▸ **Task objective**
Set down the data below without change, skipping the pictures it holds.

+ + + + + + +

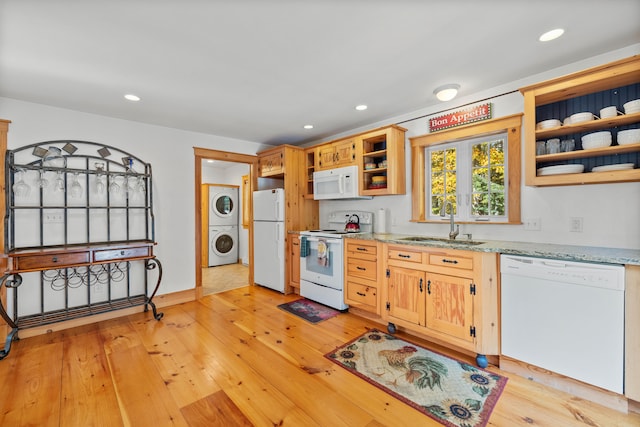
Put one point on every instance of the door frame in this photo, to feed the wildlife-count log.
(201, 154)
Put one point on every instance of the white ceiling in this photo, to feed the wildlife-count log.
(258, 70)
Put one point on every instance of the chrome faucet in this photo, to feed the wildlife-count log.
(453, 233)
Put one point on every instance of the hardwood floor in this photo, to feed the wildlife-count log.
(231, 359)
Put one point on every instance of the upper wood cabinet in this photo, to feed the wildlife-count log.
(587, 91)
(336, 154)
(382, 162)
(271, 162)
(310, 164)
(288, 163)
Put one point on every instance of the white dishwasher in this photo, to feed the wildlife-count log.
(566, 317)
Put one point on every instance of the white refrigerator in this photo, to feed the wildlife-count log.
(268, 238)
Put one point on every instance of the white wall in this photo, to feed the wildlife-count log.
(610, 212)
(170, 152)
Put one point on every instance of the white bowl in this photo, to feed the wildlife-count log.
(547, 124)
(596, 140)
(560, 169)
(581, 117)
(631, 106)
(630, 136)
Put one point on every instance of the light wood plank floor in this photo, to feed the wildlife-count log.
(231, 359)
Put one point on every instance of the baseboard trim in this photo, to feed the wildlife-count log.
(160, 301)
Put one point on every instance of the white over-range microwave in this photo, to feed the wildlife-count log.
(338, 183)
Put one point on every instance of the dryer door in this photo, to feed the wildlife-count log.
(222, 244)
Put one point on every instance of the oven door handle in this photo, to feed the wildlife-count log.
(317, 239)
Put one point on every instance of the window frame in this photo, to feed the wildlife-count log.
(464, 177)
(511, 125)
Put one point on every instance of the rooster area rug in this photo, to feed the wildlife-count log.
(451, 392)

+ + + + + + +

▸ **Completed exercise**
Put one point on every instance of the door frame in this photo, to feed the wildlife-count log.
(201, 154)
Put one point on every instance of the white ceiling in this photo, to feed the wildlife-count log.
(258, 70)
Put one point on every instance of the chrome faucet in this photo, to feed the wildlife-count log.
(453, 233)
Put one point on every instance of the hardwood floor in this photo, to feed the wildlife-count log.
(231, 359)
Put one point on every instance of the upper wood cabinet in this photo, to feed the wildlife-count log.
(587, 91)
(336, 154)
(382, 162)
(271, 162)
(310, 164)
(288, 163)
Put one point on every instance of the white dishwasher in this photo, to feed the wildlife-count log.
(566, 317)
Put one point on every instance of the white refrigerator in this photo, to feed the wildlife-count log.
(268, 238)
Put one point on every instance of the white wall in this photo, to feed the wildlife-count log.
(610, 212)
(170, 152)
Put one point on every instance of the white bowl in this photo, to feed the wildlife-count log.
(547, 124)
(596, 140)
(560, 169)
(581, 117)
(631, 106)
(630, 136)
Put one point on every instance of the light wood plank floor in this photo, to feed the wildlife-count log.
(231, 359)
Put one point on every instance of the baseboard trim in this photo, to feed the wildlife-count log.
(160, 301)
Put one point on every instance of the white over-range microwave in this photo, to feed the wildlife-count log.
(338, 183)
Put one point on every instance of the dryer door in this photo, to feed the wildlife-count log.
(222, 244)
Put one point on every instance of the oven door handle in this photo, to feed the wildlife-count log.
(317, 239)
Put one point on every instance of the window frame in this photo, to feed the wildlife-count log.
(464, 177)
(511, 125)
Put one point on every instance of the rooster area rug in this photo, to feed the wildlife-count log.
(451, 392)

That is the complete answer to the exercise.